Is buoyancy regulation in cyanobacteria an adaptation to exploit separation of light and nutrients?

Fogg and Walsby's (1971) hypothesis that buoyancy regulation in cyanobacteria might be an adaptation to exploit the separation of light and nutrients has since become a paradigm. The evidence of its veracity is examined within observations of algal abundance and chlorophyll distributions in several Australian freshwater systems and is also reviewed from the literature. It is clear from both laboratory experiments and field measurements that filamentous genera such as Anabaena and colony-forming genera such as Microcystis are capable of changing their buoyancy within a diurnal cycle. However, evidence for population migration to exploit separation of light and nutrient availability is tenuous, with most field observations of the vertical distribution of phytoplankton populations showing no evidence of vertical migration to sufficient depth to reach nutrients in stratified systems. Instead, changes in the vertical distribution of phytoplankton suggest a response either to the dynamics of the surface mixed layer or to lateral advection. In natural systems, algal buoyancy appears to be dependent much more on light than on nutrients, this being consistent with the carbohydrate ballast mechanism. Physical mechanisms can provide sufficient replenishment of epilimnetic nutrients to explain the observed net growth rates of phytoplankton populations in situ.

[Saved entries]
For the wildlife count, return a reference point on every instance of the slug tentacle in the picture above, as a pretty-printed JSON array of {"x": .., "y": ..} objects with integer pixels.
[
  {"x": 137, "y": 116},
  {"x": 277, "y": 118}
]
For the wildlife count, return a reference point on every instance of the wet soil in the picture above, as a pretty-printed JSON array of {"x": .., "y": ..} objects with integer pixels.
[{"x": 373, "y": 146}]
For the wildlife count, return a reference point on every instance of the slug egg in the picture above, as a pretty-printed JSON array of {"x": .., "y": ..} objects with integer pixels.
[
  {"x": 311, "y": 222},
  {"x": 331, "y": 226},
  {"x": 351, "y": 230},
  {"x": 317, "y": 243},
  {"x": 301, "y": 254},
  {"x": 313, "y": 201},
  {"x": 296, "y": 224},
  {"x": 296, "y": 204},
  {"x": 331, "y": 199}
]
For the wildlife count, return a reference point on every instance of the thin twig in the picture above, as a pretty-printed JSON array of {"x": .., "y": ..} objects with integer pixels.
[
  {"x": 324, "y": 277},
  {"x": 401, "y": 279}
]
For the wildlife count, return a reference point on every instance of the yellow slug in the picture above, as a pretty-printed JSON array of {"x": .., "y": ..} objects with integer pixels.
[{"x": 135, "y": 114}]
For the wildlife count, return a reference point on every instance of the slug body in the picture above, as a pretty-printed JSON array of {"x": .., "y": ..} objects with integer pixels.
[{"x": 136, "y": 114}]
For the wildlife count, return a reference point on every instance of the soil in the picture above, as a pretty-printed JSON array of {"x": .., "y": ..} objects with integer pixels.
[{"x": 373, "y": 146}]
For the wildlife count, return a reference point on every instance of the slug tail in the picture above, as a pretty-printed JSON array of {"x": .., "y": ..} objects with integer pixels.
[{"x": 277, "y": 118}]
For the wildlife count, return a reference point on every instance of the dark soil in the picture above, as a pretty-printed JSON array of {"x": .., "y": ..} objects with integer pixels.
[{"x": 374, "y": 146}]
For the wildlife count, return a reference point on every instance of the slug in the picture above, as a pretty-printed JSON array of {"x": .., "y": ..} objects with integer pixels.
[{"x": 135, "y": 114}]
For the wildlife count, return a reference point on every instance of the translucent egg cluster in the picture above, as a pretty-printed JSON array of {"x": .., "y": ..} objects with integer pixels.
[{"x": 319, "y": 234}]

**Work request:**
Answer these questions from the abstract on buoyancy regulation in cyanobacteria:
1. Who proposed the hypothesis the abstract examines, and in what year?
2. Which two genera are named as able to change their buoyancy within a diurnal cycle?
3. In natural systems, does algal buoyancy appear to depend more on light or on nutrients?
None of this data has any bearing on the work here.

**Written answer:**
1. Fogg and Walsby, in 1971.
2. Anabaena and Microcystis.
3. On light.